* Action item A *
Reproduce the stretch of the opinion piece on the $600 unemployment benefit from "In ordinary times, being" through "the GOP claims.", word for word.
* Action item B *
Name every person mentioned in the opinion piece on the $600 unemployment benefit.
* Action item C *
Answer these questions using the opinion piece on the $600 unemployment benefit:
(i) What is the federal hourly minimum wage?
(ii) According to the Economic Policy Institute, how many jobs would ending the add-on eliminate?
(iii) By how much would the package change the tax deduction for business meals?

In practice, then, Senate Republicans propose to address a health crisis that’s gotten three times worse by cutting a vitally important unemployment benefit by two-thirds. Adding a Dickensian touch, White House economic adviser Larry Kudlow said on Fox News that the package will also double from 50 percent to 100 percent the “three-martini lunch” tax deduction for business meals. I wouldn’t be surprised to see this video clip in a Biden campaign ad.
Cutting benefits to one-third to fix a problem that’s gotten three times worse sounds like an arithmetic error, but it isn’t. The GOP is alarmed by studies showing that most workers eligible for unemployment assistance can get more money collecting benefits than from working. That’s true for fully two-thirds of these beneficiaries, according to one University of Chicago study. The reason is that although $600 would bring unemployment benefits even with wages for the average worker, the workers losing their job in the Covid-19 pandemic aren’t average: They earn less than the average wage, in many cases because the federal hourly minimum wage is a paltry $7.25. Consequently, when they lose their jobs, they get a raise.
In ordinary times, being able to earn more on the dole than from working would probably at some point become a problem. An excellent solution would be to raise the federal hourly wage minimum to $15. As Scalia has noted, the $600 weekly benefit is equivalent to what you’d get working 40 hours at $15 per hour. Trump hinted earlier this month that he would soon propose a minimum-wage increase, but he never followed up. (Perhaps Kudlow, who doesn’t think there should be any minimum wage at all, got to him.) Even if Trump were to propose the hike, it’s hard to see Senate Republicans allowing it.
So if the $600 benefit were to be extended, the laws of economics dictate that workers would refuse to return to work because life is just too cushy on the dole. Or so the GOP claims.
In truth, such workers are merely hypothetical. Oh, sure, there are some living, breathing workers who think that way. We’ve seen a few quoted in news accounts. But, as I’ve noted here before, the proof that no significant number feel that way was the drop in unemployment recorded in May and June. If anything, probably too many people returned to work during those two months, because most workplaces continued to pose a serious health risk, as they do today.
A string of studies has shown that when you look at the behavior of actual humans, as opposed to economic models, the $600 benefit is not increasing unemployment. The latest, an inquiry led by Yale economist Joseph Altonji, found that workers who received more in unemployment benefits relative to their wages returned to work at either the same rate or a slightly higher rate than workers who received less.
Economically, the $600 sweetener is one of the few federal policies sustaining the economy during a recession that threatens to turn into a full-fledged depression. According to the Economic Policy Institute, ending the add-on in the name of boosting employment would have precisely the opposite effect, eliminating five million jobs.
But as things stand now, Senate Republicans won’t budge, and it’s hard to imagine House Democrats closing ranks to save the $600 benefit. (Indeed Majority Leader Steny Hoyer has already indicated his caucus will punt it in negotiations with the GOP.) The net result may be that an unemployment benefit created to address an emergency will be cut entirely while the emergency gets worse. In that scenario, the only silver lining is that voters will have the chance to voice an opinion about all this come November.

* Data section *
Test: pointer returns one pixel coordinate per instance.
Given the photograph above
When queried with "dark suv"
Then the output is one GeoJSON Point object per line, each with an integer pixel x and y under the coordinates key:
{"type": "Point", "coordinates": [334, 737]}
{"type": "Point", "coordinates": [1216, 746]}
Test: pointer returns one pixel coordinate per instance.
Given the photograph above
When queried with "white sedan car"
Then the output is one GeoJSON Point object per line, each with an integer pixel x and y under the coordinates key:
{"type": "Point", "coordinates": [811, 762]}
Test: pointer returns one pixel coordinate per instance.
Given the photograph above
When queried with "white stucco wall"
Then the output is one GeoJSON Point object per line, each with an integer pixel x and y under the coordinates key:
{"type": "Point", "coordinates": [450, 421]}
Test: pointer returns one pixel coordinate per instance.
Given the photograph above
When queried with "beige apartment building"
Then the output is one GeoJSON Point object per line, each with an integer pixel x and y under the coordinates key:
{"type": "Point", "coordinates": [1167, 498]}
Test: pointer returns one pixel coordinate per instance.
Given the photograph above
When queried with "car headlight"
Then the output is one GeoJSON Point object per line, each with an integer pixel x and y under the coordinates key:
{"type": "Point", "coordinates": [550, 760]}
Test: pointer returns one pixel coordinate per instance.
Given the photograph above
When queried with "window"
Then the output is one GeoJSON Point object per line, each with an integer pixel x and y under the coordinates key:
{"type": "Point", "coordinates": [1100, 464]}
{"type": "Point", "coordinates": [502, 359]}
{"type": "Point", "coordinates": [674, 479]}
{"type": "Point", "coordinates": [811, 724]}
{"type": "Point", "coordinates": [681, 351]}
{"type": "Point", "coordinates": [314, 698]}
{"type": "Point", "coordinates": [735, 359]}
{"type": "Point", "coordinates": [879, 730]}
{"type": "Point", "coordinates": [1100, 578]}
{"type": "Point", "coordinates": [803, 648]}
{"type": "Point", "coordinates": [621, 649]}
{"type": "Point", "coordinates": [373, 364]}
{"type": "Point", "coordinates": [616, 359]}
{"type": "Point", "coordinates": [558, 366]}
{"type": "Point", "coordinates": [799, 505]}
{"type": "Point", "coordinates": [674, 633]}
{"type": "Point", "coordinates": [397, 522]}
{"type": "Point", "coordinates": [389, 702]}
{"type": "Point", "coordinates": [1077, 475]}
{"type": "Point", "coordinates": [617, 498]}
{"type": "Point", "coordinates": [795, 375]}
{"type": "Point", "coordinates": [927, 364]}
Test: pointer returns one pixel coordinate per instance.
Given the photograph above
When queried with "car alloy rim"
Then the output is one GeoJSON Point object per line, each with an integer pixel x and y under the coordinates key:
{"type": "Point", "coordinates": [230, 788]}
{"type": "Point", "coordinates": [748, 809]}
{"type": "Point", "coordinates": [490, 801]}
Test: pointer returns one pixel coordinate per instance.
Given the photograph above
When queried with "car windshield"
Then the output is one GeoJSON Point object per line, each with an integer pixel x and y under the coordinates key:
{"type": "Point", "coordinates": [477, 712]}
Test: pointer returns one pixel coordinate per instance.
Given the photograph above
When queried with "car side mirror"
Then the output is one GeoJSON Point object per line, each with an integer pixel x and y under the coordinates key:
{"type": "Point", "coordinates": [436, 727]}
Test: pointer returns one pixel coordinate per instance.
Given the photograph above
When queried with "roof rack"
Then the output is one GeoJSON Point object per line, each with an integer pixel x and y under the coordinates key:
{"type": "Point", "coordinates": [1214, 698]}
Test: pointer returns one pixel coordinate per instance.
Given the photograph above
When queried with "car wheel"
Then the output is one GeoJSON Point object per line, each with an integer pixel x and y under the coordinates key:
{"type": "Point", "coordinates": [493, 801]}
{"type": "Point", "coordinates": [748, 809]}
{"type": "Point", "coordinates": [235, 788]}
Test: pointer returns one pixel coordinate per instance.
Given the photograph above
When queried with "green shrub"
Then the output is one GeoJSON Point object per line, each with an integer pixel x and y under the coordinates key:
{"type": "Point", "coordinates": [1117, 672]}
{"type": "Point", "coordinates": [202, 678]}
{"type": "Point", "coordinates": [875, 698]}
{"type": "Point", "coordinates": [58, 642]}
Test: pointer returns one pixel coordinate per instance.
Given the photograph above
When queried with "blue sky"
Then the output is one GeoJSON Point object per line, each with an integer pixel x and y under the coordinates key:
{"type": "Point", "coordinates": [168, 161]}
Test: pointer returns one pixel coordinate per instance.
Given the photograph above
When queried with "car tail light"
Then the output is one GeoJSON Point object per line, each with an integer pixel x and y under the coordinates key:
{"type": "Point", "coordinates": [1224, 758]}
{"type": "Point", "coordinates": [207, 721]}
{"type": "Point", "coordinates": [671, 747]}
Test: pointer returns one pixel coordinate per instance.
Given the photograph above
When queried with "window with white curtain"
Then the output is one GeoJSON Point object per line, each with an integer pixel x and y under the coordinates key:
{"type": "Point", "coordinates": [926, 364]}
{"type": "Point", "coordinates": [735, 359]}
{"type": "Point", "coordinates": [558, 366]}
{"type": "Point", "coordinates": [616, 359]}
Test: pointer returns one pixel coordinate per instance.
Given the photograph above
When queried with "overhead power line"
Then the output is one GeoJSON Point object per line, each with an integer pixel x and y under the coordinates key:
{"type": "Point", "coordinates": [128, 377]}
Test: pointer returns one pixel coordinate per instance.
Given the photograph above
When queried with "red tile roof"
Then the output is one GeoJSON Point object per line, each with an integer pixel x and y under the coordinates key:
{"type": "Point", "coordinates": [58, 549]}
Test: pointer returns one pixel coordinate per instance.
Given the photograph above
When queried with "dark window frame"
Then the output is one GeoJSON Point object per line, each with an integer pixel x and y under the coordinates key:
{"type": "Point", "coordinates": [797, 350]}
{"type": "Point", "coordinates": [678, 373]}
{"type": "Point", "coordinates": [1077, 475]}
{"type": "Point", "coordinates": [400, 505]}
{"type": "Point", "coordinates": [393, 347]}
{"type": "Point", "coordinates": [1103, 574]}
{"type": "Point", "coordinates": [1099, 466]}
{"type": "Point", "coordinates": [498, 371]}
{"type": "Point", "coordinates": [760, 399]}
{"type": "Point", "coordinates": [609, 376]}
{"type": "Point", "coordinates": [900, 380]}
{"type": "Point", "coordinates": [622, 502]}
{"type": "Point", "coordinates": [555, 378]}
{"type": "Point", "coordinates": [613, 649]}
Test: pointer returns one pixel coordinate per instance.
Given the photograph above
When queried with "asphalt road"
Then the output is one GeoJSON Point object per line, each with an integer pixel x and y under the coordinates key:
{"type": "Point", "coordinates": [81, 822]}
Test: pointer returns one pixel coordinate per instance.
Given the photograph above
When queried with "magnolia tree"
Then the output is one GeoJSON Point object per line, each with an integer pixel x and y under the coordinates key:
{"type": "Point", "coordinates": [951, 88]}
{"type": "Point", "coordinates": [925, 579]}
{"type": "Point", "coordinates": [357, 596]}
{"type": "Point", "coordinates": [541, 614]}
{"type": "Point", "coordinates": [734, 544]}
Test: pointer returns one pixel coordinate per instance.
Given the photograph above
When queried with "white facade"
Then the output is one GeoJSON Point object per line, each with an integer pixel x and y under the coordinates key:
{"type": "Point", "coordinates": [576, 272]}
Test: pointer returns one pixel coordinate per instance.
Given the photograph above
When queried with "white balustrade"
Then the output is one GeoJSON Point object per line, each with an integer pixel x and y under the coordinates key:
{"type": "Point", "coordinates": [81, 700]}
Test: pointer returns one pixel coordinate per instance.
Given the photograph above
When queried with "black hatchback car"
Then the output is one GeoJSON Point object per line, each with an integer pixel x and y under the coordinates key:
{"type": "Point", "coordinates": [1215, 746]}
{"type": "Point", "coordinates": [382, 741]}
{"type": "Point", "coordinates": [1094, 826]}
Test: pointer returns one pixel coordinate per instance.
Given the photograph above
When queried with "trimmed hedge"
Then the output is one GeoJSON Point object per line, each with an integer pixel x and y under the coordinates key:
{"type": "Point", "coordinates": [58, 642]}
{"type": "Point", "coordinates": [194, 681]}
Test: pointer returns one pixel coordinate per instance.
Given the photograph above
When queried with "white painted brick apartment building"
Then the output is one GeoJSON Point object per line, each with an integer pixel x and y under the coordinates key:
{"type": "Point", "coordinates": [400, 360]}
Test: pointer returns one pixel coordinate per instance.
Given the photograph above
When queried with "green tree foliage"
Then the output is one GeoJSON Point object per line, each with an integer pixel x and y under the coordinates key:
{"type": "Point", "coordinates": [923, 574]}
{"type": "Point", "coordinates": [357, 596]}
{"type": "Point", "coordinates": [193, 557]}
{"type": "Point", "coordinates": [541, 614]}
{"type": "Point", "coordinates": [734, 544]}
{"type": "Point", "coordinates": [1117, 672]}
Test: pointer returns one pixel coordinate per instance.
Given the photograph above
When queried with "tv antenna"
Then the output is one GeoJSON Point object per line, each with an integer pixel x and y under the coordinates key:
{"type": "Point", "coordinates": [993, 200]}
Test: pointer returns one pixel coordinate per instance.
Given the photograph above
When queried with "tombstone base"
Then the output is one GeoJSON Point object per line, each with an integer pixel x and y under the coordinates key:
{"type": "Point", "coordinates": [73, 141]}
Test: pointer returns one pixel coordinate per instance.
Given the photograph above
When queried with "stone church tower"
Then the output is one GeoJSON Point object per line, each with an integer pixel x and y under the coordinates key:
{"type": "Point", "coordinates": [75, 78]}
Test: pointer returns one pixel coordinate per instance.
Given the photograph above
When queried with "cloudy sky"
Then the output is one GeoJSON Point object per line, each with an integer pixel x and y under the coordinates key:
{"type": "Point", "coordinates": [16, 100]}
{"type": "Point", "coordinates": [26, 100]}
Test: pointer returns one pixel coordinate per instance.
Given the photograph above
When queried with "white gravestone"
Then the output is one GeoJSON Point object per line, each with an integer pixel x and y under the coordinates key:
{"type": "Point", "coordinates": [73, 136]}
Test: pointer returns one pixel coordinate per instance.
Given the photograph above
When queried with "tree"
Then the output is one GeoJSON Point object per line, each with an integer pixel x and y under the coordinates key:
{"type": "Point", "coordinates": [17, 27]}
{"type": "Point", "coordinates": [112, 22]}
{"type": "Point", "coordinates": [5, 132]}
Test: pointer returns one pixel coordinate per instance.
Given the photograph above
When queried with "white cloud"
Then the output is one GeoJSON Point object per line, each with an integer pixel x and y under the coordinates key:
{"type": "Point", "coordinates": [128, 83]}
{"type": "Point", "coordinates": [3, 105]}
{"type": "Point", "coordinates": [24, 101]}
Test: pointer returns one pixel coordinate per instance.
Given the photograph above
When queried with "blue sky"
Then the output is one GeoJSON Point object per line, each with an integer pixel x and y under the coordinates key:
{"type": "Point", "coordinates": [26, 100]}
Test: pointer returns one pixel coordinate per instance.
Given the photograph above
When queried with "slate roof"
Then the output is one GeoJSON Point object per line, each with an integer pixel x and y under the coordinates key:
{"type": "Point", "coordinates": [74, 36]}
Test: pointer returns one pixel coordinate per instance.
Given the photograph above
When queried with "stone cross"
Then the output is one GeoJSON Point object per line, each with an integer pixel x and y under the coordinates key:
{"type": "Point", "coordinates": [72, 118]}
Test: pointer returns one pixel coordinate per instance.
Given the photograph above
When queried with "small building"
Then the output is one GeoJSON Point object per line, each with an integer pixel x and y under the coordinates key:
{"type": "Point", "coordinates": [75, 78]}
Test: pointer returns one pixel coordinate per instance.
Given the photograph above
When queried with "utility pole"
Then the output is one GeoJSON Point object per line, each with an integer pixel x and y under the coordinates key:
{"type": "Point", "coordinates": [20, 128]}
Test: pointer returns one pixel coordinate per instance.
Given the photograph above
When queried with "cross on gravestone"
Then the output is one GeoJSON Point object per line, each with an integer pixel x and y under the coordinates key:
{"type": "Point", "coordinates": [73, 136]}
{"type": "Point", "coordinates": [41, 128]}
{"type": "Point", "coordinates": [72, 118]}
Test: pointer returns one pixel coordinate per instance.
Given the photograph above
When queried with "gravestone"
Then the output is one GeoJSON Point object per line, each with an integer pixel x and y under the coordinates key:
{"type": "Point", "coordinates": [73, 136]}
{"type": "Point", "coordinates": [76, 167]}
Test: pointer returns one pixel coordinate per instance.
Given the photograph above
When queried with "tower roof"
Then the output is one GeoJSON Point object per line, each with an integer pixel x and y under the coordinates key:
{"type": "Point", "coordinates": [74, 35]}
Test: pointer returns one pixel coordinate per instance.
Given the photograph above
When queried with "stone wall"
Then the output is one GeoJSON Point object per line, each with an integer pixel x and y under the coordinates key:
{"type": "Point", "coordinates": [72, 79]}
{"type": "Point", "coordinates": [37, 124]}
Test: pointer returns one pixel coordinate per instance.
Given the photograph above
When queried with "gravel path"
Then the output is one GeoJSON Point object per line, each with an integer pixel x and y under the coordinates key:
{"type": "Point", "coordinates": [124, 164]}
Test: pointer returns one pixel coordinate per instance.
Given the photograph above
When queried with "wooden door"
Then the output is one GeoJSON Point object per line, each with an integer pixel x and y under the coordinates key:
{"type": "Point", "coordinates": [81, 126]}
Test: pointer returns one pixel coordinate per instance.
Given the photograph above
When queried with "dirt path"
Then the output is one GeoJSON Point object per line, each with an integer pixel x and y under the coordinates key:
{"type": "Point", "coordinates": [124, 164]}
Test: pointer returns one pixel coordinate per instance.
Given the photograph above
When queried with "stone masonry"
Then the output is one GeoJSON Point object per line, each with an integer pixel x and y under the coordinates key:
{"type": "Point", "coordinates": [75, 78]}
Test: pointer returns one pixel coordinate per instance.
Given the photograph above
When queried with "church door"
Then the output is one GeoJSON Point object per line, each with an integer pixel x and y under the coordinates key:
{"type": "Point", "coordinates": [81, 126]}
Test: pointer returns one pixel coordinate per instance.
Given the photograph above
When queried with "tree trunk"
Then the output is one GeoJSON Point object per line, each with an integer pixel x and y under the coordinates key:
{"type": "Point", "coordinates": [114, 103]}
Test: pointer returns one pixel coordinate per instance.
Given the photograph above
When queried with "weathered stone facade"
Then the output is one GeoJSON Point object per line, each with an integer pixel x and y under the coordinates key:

* Written solution A *
In ordinary times, being able to earn more on the dole than from working would probably at some point become a problem. An excellent solution would be to raise the federal hourly wage minimum to $15. As Scalia has noted, the $600 weekly benefit is equivalent to what you’d get working 40 hours at $15 per hour. Trump hinted earlier this month that he would soon propose a minimum-wage increase, but he never followed up. (Perhaps Kudlow, who doesn’t think there should be any minimum wage at all, got to him.) Even if Trump were to propose the hike, it’s hard to see Senate Republicans allowing it.
So if the $600 benefit were to be extended, the laws of economics dictate that workers would refuse to return to work because life is just too cushy on the dole. Or so the GOP claims.

* Written solution B *
Larry Kudlow, Biden, Scalia, Trump, Joseph Altonji, Steny Hoyer

* Written solution C *
(i) $7.25
(ii) Five million
(iii) It would double from 50 percent to 100 percent.